= Article =
This method takes an index, representing the row we are currently creating for our statistical summary model, a stat_summary DataFrame we will write into and a step_data DataFrame representing the raw data we saw above.

We can call this helper method to create a dataset of summary features:

def get_stat_summaries(data: pd.core.frame.DataFrame, aggregate_length: int = 150000):
    size = len(data)
    stat_summary = pd.DataFrame(dtype=np.float64)

    index = 0
    for i in range(0, size, aggregate_length):
        step_data = data[i:i + aggregate_length]
        append_features(index, stat_summary, step_data.iloc[:, 0])
        index += 1

    return stat_summary

Here, we simply iterate over our dataset and pass every 150.000 rows to the helper method created above. I chose 150.000 as default aggregate_length length because our test datasets are in fact also 150.000 rows long and we want to have the same conditions for our training and test data.
Note that I excluded many of the statistical values I extracted from the dataset to keep the code snippets short. To see the whole range of data we can extract, check out the source code or other kernels on kaggle.

Applied to our training data, calling the code described above gives us a csv file like this:

We have now prepared a new training dataset consisting of 4195 rows and 94 columns. Now, of course, that doesn’t mean that all of these columns will be useful for our model, but it’s better to have too much instead of not enough data.

Creating a Model to Make Predictions

Choosing an appropriate algorithm is a critical step of every Machine Learning problem. It is critical therefore, to do some research about possible solutions and then implement and test some of those algorithms. One algorithm that will quickly catch your eye when you search for Time series prediction problems, are Recurrent neural networks (RNN). RNNs allow us to make predictions for sequences of input by ‘memorizing’ previous input parameters inside an LSTM or GRU. Essentially, they allow us to make predictions based on past input parameters.
Other models we could try are different kinds of Support Vector Machines (SVMs), Time delay neural network, LightGBM and XGB.

I decided to start with an LSTM, but it’s a good idea to play around with all of the above-mentioned models.

= Material provided =
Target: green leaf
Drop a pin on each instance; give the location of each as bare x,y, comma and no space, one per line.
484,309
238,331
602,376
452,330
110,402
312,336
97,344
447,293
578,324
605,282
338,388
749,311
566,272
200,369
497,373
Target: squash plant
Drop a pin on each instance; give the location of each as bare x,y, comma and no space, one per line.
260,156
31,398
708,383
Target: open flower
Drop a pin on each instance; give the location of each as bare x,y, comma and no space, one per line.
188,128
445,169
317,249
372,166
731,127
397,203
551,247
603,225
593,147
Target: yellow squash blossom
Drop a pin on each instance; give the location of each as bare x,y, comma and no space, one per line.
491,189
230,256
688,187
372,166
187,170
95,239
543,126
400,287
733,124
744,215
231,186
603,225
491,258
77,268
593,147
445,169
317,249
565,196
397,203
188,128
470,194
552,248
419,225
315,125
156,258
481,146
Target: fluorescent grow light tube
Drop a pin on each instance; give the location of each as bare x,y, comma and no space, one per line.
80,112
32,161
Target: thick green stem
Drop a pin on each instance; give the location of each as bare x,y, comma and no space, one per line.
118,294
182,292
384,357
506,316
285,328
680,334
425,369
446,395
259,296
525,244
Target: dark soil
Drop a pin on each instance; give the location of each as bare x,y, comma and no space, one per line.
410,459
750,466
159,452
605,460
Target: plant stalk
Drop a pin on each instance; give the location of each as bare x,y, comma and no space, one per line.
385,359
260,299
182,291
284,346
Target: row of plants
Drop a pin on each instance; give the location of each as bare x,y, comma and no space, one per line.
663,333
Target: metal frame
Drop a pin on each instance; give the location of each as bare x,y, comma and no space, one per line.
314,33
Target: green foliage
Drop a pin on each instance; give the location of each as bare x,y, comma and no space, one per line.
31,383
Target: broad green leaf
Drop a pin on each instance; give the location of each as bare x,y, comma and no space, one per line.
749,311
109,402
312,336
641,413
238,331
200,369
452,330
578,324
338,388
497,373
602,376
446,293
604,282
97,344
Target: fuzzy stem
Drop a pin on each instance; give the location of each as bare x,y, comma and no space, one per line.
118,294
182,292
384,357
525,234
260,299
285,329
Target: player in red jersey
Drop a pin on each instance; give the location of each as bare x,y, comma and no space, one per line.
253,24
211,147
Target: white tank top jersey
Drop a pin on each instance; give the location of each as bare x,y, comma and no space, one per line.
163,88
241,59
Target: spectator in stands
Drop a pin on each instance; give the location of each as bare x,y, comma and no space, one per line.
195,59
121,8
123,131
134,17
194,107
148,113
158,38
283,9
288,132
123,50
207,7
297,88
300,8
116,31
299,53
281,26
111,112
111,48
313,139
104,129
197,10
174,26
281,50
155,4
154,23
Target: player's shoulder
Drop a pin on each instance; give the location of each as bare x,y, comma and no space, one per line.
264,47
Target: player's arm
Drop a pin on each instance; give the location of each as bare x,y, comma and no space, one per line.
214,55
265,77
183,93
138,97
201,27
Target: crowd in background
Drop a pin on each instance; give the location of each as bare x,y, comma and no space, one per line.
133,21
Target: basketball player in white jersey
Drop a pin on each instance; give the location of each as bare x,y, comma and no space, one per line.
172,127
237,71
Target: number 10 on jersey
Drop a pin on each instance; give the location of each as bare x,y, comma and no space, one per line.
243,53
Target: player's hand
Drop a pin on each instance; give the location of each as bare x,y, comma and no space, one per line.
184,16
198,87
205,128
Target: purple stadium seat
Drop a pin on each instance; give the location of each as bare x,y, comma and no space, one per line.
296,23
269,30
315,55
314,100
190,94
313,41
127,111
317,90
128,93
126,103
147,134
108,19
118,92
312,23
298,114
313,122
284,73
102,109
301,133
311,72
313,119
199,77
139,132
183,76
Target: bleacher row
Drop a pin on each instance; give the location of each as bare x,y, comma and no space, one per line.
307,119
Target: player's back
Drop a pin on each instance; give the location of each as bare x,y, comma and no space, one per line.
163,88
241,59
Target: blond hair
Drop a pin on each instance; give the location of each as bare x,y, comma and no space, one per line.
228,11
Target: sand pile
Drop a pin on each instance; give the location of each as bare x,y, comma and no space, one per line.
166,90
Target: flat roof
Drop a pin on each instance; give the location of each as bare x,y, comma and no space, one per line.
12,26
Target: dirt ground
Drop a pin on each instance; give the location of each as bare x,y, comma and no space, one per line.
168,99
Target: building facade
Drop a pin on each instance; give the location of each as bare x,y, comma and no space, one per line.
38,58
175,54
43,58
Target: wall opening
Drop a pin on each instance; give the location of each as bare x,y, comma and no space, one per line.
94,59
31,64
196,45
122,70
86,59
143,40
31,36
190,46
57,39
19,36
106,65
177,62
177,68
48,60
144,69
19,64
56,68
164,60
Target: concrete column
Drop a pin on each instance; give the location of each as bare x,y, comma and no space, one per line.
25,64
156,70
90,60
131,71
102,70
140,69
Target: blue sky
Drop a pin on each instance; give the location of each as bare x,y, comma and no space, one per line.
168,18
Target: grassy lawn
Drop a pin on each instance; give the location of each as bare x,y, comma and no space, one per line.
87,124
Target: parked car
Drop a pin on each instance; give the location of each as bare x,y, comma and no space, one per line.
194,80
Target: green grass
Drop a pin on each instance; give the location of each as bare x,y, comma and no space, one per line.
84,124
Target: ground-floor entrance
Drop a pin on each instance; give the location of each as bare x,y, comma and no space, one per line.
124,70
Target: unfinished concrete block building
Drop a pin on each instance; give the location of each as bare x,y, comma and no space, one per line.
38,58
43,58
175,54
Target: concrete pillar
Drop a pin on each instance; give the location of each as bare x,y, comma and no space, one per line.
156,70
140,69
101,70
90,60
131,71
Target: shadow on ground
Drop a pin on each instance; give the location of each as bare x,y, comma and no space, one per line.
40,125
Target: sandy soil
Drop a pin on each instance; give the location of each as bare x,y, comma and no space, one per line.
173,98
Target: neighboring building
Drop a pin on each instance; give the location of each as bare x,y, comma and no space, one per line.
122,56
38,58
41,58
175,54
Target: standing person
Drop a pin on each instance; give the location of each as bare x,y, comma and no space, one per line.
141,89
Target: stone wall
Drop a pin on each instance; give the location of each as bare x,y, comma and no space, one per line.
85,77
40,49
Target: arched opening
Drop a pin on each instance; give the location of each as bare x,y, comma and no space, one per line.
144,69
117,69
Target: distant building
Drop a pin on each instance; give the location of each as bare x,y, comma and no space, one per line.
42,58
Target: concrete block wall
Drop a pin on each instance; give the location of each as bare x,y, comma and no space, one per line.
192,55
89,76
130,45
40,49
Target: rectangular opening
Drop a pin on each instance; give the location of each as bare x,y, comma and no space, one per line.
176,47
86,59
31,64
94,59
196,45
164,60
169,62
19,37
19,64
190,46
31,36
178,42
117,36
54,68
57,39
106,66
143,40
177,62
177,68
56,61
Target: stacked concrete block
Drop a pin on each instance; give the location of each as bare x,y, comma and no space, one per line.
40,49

= To-do list =
1 – Besides recurrent neural networks, which other models does the tutorial say we could try? List them.
2 – Using the tutorial, explain why 150,000 is the default value for aggregate_length.
You can leave the data aside; none of it is needed here.

= Responses to the exercise =
1 –
- Support Vector Machines (SVMs)
- Time delay neural network
- LightGBM
- XGB

2 – The test datasets are also 150,000 rows long. Using that same length gives the training data and the test data the same conditions.